══ Supplied records
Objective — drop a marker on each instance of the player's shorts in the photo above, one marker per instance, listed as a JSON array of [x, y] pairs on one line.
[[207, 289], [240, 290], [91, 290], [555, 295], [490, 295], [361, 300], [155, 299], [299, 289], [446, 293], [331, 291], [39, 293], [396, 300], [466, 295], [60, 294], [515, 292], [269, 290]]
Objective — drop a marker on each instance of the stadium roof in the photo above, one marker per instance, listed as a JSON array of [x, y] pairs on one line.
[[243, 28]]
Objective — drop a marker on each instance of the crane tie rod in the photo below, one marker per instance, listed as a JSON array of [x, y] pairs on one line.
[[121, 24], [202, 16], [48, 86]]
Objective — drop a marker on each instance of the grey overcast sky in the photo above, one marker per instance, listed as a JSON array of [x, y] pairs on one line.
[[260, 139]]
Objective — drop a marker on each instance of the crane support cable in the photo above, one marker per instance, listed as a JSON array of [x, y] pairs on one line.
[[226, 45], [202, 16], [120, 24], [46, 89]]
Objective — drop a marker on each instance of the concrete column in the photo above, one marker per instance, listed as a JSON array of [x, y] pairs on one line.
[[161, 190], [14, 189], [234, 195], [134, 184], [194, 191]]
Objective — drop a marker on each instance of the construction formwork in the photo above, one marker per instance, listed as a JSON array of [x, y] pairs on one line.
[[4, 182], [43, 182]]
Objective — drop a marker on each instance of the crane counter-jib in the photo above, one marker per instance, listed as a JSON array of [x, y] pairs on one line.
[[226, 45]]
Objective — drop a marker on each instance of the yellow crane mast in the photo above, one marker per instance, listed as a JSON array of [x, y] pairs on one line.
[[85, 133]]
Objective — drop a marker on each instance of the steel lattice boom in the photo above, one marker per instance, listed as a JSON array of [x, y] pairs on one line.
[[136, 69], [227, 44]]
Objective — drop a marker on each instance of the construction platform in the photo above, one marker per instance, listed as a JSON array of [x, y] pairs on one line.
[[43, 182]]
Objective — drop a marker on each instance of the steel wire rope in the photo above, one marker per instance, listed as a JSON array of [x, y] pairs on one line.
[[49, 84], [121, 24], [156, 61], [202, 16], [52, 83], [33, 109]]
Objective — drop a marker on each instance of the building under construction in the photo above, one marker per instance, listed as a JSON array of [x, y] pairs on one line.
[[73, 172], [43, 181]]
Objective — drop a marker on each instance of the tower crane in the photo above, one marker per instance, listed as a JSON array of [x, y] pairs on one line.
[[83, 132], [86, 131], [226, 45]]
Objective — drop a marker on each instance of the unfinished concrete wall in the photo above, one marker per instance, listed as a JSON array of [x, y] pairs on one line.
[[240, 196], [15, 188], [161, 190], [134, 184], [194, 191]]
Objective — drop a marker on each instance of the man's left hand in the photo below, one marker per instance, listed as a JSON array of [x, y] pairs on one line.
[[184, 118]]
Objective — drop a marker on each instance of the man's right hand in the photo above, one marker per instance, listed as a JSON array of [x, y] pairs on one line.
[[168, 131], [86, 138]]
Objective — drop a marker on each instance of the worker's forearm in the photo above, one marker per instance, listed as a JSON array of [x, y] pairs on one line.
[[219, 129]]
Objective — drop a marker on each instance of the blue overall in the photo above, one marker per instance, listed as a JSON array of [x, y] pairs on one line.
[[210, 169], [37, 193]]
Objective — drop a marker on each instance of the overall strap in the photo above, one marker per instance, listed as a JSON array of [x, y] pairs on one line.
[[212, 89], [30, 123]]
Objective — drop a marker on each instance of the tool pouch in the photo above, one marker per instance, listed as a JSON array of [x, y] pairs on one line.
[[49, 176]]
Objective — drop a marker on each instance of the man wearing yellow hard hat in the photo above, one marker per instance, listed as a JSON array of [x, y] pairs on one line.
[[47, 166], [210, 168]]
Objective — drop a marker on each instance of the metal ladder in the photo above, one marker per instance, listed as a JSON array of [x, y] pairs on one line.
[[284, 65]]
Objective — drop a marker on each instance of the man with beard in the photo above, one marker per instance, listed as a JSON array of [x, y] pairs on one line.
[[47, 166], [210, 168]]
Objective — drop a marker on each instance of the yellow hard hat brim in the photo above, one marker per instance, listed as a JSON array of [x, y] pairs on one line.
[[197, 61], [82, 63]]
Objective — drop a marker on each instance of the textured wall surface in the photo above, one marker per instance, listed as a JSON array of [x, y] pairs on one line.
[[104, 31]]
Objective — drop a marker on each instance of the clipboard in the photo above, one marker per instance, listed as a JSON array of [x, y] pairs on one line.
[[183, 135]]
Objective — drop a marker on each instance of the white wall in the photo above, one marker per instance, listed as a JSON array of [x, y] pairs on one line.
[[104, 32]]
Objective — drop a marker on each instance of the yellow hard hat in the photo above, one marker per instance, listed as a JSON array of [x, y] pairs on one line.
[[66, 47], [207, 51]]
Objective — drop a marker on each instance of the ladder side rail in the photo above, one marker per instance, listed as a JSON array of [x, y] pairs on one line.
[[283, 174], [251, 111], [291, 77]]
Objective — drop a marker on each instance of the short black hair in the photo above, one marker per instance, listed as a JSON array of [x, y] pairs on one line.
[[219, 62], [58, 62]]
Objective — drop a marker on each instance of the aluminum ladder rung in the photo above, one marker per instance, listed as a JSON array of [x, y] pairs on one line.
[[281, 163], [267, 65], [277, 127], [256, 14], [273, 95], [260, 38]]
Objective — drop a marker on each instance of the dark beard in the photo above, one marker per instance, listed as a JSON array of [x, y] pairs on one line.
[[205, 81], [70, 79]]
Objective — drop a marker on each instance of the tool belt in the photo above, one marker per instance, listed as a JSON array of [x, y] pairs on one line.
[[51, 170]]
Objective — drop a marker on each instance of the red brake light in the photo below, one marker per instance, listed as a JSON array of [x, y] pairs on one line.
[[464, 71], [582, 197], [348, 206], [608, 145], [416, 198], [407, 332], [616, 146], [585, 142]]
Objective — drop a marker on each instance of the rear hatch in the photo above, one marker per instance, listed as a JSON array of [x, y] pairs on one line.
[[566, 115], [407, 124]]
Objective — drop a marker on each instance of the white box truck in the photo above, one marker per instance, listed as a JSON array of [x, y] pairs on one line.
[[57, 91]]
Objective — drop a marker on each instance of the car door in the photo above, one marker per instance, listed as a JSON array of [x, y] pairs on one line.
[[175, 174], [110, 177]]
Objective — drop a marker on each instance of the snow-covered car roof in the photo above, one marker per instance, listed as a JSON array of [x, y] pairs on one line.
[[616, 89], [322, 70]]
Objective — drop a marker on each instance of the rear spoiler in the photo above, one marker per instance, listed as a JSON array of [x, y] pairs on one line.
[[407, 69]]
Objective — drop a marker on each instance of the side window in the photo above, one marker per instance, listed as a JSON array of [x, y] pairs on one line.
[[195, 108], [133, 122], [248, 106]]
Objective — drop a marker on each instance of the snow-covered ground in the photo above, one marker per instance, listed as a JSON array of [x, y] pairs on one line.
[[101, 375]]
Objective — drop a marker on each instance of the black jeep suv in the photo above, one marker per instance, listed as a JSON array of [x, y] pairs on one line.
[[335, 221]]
════
> Required work: Render the data above as a Markdown table with the columns "No." and "Line", starting at the line that contains "the yellow crane" and ending at the line that contains "[[85, 133]]". Number each row and omit any blank lines.

> Worked solution:
| No. | Line |
|---|---|
| 1 | Objective — drop a marker on each instance of the yellow crane mast in the photo above, one marker per instance, listed as a JSON array of [x, y] pairs on one line. |
| 2 | [[85, 133]] |